--- START OF SOURCE EXTRACT ---
MEGAN’s participation in AA may be a good thing, but it means our conversations now sound like this...
ME: Hello Megan, how are you today?
MEGAN: I’m blessed.
ME: You’re blessed? When did that happen?
MEGAN: I’ve always been blessed.
ME: (This seems an odd reply for a girl who's had her nose done four times.) "Oh really?" I say. "And when did you first realize you were blessed?"
MEGAN: I’ve always known it deep inside. I couldn’t see it because I was too busy absorbing the negativity of other people. It’s important that we all admit the truth to ourselves and to others, even when it’s uncomfortable.
ME: I wish you’d tell that to my Korean dry cleaners. He insists he didn’t put that awful stain on my Donna Karan blouse with the floppy bow, but anyone can plainly see that it's kimchi !
MEGAN: Truth knows no boundaries.
Anyway, she went on like this for nearly a half hour today, at which point I contemplated pushing her out the window.
--- END OF SOURCE EXTRACT ---
--- START OF LISTING ---
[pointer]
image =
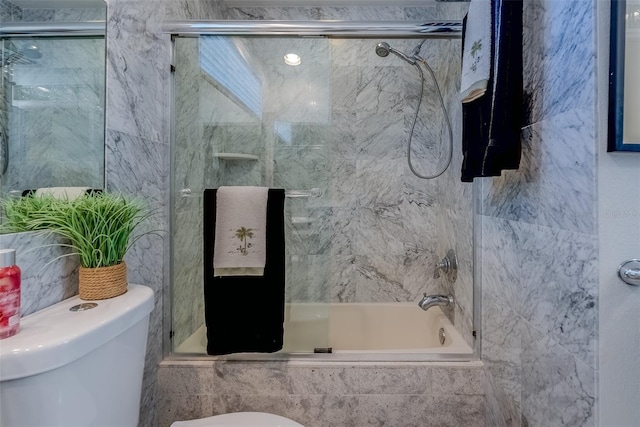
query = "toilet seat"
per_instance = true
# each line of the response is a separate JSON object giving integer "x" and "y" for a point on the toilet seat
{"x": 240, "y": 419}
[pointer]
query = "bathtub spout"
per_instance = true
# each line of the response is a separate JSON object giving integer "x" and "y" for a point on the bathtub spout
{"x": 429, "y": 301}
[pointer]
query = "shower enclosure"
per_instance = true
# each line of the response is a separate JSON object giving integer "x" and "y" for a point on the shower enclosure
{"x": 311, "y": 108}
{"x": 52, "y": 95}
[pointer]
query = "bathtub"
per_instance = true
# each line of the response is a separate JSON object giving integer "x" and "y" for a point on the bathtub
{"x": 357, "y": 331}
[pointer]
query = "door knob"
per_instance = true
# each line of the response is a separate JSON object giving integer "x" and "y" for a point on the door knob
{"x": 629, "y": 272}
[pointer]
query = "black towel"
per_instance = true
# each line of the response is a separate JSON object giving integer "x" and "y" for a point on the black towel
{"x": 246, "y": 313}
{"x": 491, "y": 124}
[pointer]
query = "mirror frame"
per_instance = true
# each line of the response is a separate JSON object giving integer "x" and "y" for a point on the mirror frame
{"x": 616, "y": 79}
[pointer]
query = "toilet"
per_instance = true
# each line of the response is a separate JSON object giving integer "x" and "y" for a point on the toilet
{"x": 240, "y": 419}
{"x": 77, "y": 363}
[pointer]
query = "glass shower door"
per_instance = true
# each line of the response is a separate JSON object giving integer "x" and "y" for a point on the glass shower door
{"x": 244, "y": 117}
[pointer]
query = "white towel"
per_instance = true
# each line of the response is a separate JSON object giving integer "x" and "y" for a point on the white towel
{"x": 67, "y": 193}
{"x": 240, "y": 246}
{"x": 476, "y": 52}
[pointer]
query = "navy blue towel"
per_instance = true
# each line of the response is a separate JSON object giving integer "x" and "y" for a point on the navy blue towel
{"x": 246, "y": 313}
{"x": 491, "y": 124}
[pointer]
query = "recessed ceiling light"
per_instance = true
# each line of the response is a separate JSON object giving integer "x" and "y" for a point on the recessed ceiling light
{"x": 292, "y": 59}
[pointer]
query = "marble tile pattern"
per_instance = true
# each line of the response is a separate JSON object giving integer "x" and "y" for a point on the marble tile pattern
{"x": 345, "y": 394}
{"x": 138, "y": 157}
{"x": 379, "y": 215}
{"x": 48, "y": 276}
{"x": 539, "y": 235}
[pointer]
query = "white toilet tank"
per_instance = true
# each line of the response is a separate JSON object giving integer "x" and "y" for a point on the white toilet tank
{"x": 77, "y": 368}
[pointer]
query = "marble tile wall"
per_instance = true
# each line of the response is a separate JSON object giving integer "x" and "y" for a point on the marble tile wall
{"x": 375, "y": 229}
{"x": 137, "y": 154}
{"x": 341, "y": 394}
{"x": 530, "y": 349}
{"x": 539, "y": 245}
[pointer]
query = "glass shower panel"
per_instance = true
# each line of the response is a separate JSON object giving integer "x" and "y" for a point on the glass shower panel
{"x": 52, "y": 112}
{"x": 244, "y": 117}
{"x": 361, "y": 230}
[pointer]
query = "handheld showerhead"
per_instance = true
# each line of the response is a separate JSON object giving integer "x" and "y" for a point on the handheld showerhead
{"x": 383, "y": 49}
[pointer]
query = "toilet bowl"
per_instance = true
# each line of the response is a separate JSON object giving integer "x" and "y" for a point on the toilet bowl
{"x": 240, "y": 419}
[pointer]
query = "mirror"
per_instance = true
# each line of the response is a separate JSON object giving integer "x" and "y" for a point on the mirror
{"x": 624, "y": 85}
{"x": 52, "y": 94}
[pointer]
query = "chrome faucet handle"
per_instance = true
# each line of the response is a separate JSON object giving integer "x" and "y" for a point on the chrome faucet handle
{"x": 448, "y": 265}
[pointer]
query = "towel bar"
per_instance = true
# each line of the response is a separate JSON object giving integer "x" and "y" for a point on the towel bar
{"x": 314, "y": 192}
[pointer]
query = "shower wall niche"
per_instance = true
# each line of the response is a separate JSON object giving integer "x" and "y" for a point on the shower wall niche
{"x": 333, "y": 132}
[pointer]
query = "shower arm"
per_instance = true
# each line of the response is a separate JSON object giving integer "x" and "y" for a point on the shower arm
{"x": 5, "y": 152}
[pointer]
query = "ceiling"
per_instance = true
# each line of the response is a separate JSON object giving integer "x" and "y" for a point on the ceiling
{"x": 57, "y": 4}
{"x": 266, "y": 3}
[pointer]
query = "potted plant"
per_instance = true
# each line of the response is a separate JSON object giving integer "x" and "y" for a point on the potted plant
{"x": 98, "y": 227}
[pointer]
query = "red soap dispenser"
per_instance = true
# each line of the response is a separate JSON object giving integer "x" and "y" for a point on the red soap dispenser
--- END OF LISTING ---
_EXERCISE INSTRUCTIONS_: Resume the account of talking with Megan since she joined AA, starting after its final sentence.

_SOLVED PROBLEM_:
On my way home, I stopped at a magazine stand. As I was paying for my “Psychology Today,“ a man walked up to the cashier and said, “Excuse me, sir. Have you got ‘Modern Christian Magazine’?"
“No,” said the cashier, looking up from his newspaper.
“Well then,” said the customer, “have you got ‘Christian Perspective Monthly’?"
“No sir, I don’t,” said the cashier.
“Well then,” said the man, “have you got ‘Boob-a-licious?’”
“Aisle number two,” said the cashier.
“Excellent,” said the man.
I wondered how ’Boob-a-licious’ satisfied the same spiritual needs as ‘Christian Perspective Monthly.’
When I got home I asked Ostergarrd to explain this phenomenon to me, but his response was simply, “Boobies! Boobies!” and he laughed hysterically the rest of the night. “Boobiees!” he giggled as I tried to sleep, “We want boobies!” Ostergarrd is such a pure soul! Judging by his reaction, I doubt they've ever heard the word Boobies in Transjö Glashytta, Sweden. I’d better not tell him about our American dingleberries!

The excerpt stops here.